DATASET RECORDS —

####################

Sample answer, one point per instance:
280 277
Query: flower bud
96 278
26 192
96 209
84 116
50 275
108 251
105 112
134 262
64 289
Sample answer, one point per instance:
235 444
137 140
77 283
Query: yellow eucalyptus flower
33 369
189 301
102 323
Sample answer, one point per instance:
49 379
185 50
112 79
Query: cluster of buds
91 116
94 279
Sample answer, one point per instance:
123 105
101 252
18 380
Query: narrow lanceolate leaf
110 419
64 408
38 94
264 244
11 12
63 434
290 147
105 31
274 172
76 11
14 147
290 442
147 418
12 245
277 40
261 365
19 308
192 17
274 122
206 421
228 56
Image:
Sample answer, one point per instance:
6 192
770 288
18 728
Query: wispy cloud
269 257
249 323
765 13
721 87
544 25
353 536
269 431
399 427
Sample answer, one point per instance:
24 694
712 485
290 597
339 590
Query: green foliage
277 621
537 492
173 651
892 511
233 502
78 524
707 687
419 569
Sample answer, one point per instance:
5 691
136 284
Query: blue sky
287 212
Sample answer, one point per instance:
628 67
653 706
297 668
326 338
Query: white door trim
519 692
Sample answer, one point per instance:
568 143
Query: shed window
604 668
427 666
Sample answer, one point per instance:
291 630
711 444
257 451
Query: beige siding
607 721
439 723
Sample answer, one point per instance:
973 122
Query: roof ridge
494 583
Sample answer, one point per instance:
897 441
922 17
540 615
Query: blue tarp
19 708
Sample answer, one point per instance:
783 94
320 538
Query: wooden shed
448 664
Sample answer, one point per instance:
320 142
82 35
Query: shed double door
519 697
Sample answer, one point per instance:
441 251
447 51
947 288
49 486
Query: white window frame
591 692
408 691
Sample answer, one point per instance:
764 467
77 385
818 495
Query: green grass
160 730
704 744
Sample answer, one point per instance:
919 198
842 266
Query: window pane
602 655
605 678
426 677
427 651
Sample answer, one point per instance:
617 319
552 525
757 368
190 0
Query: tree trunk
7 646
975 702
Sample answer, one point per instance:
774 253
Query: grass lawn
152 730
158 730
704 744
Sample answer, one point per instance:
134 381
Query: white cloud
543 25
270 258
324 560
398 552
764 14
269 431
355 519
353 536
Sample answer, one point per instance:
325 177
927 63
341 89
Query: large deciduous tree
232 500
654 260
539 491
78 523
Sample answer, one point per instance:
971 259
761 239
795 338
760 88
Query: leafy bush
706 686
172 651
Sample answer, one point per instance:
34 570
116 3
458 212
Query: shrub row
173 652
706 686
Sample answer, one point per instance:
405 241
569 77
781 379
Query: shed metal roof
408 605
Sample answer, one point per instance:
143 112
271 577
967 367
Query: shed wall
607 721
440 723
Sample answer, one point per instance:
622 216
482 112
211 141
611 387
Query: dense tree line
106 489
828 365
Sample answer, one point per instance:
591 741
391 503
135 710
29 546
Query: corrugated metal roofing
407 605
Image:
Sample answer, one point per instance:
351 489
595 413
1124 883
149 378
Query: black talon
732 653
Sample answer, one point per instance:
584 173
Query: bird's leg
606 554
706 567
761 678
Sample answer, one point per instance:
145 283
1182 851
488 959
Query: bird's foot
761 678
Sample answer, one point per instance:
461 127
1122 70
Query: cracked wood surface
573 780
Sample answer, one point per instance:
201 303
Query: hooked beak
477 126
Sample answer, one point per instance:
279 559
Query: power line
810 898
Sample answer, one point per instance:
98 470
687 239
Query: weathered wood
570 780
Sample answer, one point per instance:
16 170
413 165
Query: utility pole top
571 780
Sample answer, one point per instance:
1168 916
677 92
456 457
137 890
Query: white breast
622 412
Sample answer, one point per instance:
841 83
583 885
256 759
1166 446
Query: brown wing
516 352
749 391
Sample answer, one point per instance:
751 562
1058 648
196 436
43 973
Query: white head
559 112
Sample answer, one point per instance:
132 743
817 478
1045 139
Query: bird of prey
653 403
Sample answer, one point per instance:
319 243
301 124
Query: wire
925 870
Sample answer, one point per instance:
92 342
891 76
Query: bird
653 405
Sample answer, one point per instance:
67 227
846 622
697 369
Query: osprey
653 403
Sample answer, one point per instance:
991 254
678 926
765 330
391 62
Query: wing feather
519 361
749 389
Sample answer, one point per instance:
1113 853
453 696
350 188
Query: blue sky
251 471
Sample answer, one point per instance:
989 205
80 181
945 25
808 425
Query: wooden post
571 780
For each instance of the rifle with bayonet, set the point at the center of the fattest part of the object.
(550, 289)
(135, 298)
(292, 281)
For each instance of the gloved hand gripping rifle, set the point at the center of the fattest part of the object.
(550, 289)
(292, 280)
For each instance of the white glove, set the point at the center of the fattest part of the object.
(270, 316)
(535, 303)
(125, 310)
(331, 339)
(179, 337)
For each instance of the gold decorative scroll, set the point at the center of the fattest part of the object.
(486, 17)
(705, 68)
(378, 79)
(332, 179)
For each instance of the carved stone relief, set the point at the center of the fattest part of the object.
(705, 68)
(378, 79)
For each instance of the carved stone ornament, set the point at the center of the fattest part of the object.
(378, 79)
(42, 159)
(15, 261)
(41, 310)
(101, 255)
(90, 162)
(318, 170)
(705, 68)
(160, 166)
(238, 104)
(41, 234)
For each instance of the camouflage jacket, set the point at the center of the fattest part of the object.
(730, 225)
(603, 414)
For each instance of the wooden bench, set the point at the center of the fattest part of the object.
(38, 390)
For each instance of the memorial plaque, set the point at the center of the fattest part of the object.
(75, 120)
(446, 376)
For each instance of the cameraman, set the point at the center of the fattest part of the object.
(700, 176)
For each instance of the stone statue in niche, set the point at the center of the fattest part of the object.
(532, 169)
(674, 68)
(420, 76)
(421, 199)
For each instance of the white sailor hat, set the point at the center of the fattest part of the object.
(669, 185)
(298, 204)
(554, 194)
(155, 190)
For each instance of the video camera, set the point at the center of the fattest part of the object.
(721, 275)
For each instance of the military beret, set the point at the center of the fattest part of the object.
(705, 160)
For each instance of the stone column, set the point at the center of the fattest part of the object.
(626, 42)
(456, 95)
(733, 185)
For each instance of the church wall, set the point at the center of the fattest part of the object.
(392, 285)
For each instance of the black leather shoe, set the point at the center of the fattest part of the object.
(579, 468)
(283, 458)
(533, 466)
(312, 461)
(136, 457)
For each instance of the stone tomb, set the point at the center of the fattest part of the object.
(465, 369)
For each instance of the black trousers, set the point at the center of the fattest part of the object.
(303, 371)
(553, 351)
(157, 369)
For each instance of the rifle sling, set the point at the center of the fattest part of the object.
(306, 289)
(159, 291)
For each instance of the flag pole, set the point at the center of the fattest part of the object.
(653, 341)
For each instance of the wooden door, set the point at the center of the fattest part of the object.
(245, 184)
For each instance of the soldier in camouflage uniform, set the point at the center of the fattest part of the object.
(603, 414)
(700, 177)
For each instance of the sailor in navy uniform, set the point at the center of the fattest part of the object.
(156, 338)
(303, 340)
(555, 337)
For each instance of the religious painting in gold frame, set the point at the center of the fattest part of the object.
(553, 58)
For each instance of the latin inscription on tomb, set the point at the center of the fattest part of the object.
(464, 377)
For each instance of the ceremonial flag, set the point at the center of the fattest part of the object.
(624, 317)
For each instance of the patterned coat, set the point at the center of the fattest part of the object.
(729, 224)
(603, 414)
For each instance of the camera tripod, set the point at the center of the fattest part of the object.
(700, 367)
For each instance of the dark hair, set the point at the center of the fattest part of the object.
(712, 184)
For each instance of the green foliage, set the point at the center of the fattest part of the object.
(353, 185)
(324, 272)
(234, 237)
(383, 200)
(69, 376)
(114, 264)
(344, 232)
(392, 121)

####################

THE PROBLEM — Copy all of the material above line for line, keeping every word and number unchanged.

COMPLETE OUTPUT —
Sample answer, one point per instance:
280 277
Query: flower bud
96 278
26 192
96 209
84 116
50 275
108 251
105 112
134 262
64 289
Sample answer, one point per instance:
235 444
137 140
77 283
Query: yellow eucalyptus flower
33 369
189 301
102 323
Sample answer, one point per instance:
49 379
185 50
112 79
Query: cluster of buds
91 116
94 279
Sample answer, one point per instance:
123 105
101 252
18 380
Query: narrow lanceolate leaf
110 419
64 408
38 94
264 244
11 12
63 434
290 147
105 31
274 172
76 11
14 147
290 442
147 418
12 245
277 40
261 365
19 308
192 17
274 122
206 421
228 56
Image:
Sample answer, one point per instance:
6 192
770 288
18 728
Query: wispy cloud
269 257
249 323
765 13
721 87
544 25
353 536
269 431
399 427
Sample answer, one point per instance:
24 694
712 485
290 597
339 590
Query: green foliage
277 621
537 492
173 651
892 511
233 502
78 524
707 687
419 569
Sample answer, one point per instance:
5 691
136 284
Query: blue sky
287 212
Sample answer, one point per instance:
628 67
653 706
297 668
326 338
Query: white door trim
519 692
Sample answer, one point per instance:
568 143
Query: shed window
604 668
427 666
Sample answer, one point per instance:
291 630
711 444
257 451
Query: beige siding
607 721
439 723
Sample answer, one point per instance:
973 122
Query: roof ridge
494 583
Sample answer, one point per instance:
897 441
922 17
540 615
Query: blue tarp
19 708
Sample answer, one point per instance:
783 94
320 538
Query: wooden shed
448 664
Sample answer, one point per instance:
320 142
82 35
Query: shed double door
519 697
Sample answer, one point per instance:
441 251
447 51
947 288
49 486
Query: white window frame
591 692
408 691
Sample answer, one point per instance:
764 467
77 385
818 495
Query: green grass
160 730
704 744
Sample answer, one point per instance:
919 198
842 266
Query: window pane
602 655
605 678
426 677
427 651
Sample answer, one point per instance:
617 319
552 525
757 368
190 0
Query: tree trunk
7 646
975 702
Sample answer, one point per instance:
774 253
Query: grass lawn
152 730
158 730
704 744
Sample answer, one point per instance:
134 381
Query: white cloud
543 25
270 258
324 560
398 552
764 14
269 431
355 519
353 536
Sample answer, one point per instance:
325 177
927 63
341 89
Query: large deciduous tree
232 500
654 260
539 491
78 523
Sample answer, one point per instance:
971 259
761 239
795 338
760 88
Query: leafy bush
706 686
172 651
Sample answer, one point per instance:
34 570
116 3
458 212
Query: shrub row
173 652
706 686
Sample answer, one point per instance:
405 241
569 77
781 379
Query: shed metal roof
408 605
Sample answer, one point per instance:
143 112
271 577
967 367
Query: shed wall
607 721
440 723
Sample answer, one point per instance:
622 216
482 112
211 141
611 387
Query: dense tree line
106 489
828 365
Sample answer, one point per instance:
591 741
391 503
135 710
29 546
Query: corrugated metal roofing
407 605
Image:
Sample answer, one point per instance:
351 489
595 413
1124 883
149 378
Query: black talon
732 653
Sample answer, one point per instance:
584 173
Query: bird's leg
606 554
706 567
761 678
Sample answer, one point per instance:
145 283
1182 851
488 959
Query: bird's foot
761 678
Sample answer, one point per instance:
461 127
1122 70
Query: cracked wood surface
573 780
Sample answer, one point per instance:
201 303
Query: hooked beak
477 126
Sample answer, one point per instance:
279 559
Query: power line
810 898
Sample answer, one point per instance:
98 470
687 239
Query: weathered wood
570 780
Sample answer, one point per instance:
16 170
413 165
Query: utility pole top
571 780
Sample answer, one point per instance:
1168 916
677 92
456 457
137 890
Query: white breast
622 412
Sample answer, one point per instance:
841 83
583 885
256 759
1166 446
Query: brown wing
516 352
749 391
Sample answer, one point per instance:
751 562
1058 648
196 436
43 973
Query: white head
559 112
Sample answer, one point per instance:
132 743
817 478
1045 139
Query: bird of prey
653 403
Sample answer, one point per instance:
319 243
301 124
Query: wire
925 870
Sample answer, one point per instance:
92 342
891 76
Query: bird
653 405
Sample answer, one point per instance:
67 227
846 622
697 369
Query: osprey
653 403
Sample answer, one point per instance:
991 254
678 926
765 330
391 62
Query: wing feather
519 361
749 389
Sample answer, one point per instance:
1113 853
453 696
350 188
Query: blue sky
251 471
Sample answer, one point per instance:
989 205
80 181
945 25
808 425
Query: wooden post
571 780
For each instance of the rifle with bayonet, set the point at the center of the fattest part of the object.
(550, 289)
(135, 298)
(292, 281)
For each instance of the gloved hand gripping rifle, set the point at the center of the fattest part of the object.
(550, 289)
(292, 280)
For each instance of the white glove, set the point at the center of the fattest part of the object.
(270, 316)
(535, 303)
(125, 310)
(331, 339)
(179, 337)
For each instance of the gold decorative scroll, set the point at the center of the fattest part of the object.
(486, 17)
(705, 68)
(378, 79)
(332, 179)
For each instance of the carved stone relief, set the point at the center of the fattest part of the object.
(705, 68)
(378, 79)
For each instance of the carved stone ornament, set the point at the center of the fattest part of the object.
(378, 79)
(42, 159)
(15, 261)
(41, 310)
(101, 255)
(90, 162)
(318, 170)
(705, 68)
(160, 166)
(238, 104)
(41, 234)
For each instance of the camouflage jacket, set the point at the center of the fattest part of the object.
(730, 225)
(603, 414)
For each instance of the wooden bench, set the point at the center of the fattest part of the object.
(38, 390)
For each instance of the memorial plaque, set the point at the center of the fattest part of the object.
(75, 120)
(446, 376)
For each instance of the cameraman, set the point at the center of the fattest part of the object.
(700, 176)
For each instance of the stone statue in niche, set the point at the center of the fattest part of the object.
(532, 169)
(674, 68)
(420, 76)
(421, 199)
For each instance of the white sailor hat, set the point at the center of the fattest part of the object.
(669, 185)
(298, 204)
(554, 194)
(155, 190)
For each instance of the video camera, set the point at the center of the fattest part of the object.
(721, 275)
For each instance of the military beret, set the point at the center of the fattest part of the object.
(705, 160)
For each instance of the stone column, set the point at the center of the fattest part of the object.
(626, 42)
(456, 95)
(733, 185)
For each instance of the church wall, set the point at the center of the fattest part of the object.
(392, 285)
For each instance of the black leather shoe, set the point at the center of the fattest part of the object.
(579, 468)
(283, 458)
(533, 466)
(312, 461)
(136, 457)
For each instance of the stone tomb, set the point at the center of the fattest part of the object.
(465, 369)
For each instance of the black trousers, set the point at the center of the fattest part of the object.
(303, 371)
(553, 351)
(157, 369)
For each instance of the rifle sling, set the point at the center of the fattest part of the object.
(306, 289)
(159, 291)
For each instance of the flag pole, set the point at the center of the fattest part of the object.
(653, 341)
For each instance of the wooden door, set the point at the center of the fattest part of the object.
(245, 184)
For each instance of the soldier in camouflage uniform, set the point at the center of the fattest part of the object.
(603, 414)
(700, 177)
For each instance of the sailor in navy uniform, set the point at the center of the fattest part of the object.
(156, 338)
(303, 340)
(555, 337)
For each instance of the religious painting in gold frame, set the point at the center of the fattest part of the object.
(553, 58)
For each instance of the latin inscription on tomb, set the point at the center of the fattest part of the object.
(464, 377)
For each instance of the ceremonial flag, set the point at the center of the fattest part of the object.
(624, 317)
For each instance of the patterned coat, set the point at the center of the fattest part of the object.
(729, 224)
(603, 414)
For each instance of the camera tripod, set the point at the center of the fattest part of the object.
(700, 367)
For each instance of the dark hair, set the point at the center of the fattest part of the object.
(712, 184)
For each instance of the green foliage, set the point at the center of the fattest part of the object.
(353, 185)
(324, 272)
(234, 237)
(383, 200)
(69, 376)
(114, 264)
(344, 232)
(392, 121)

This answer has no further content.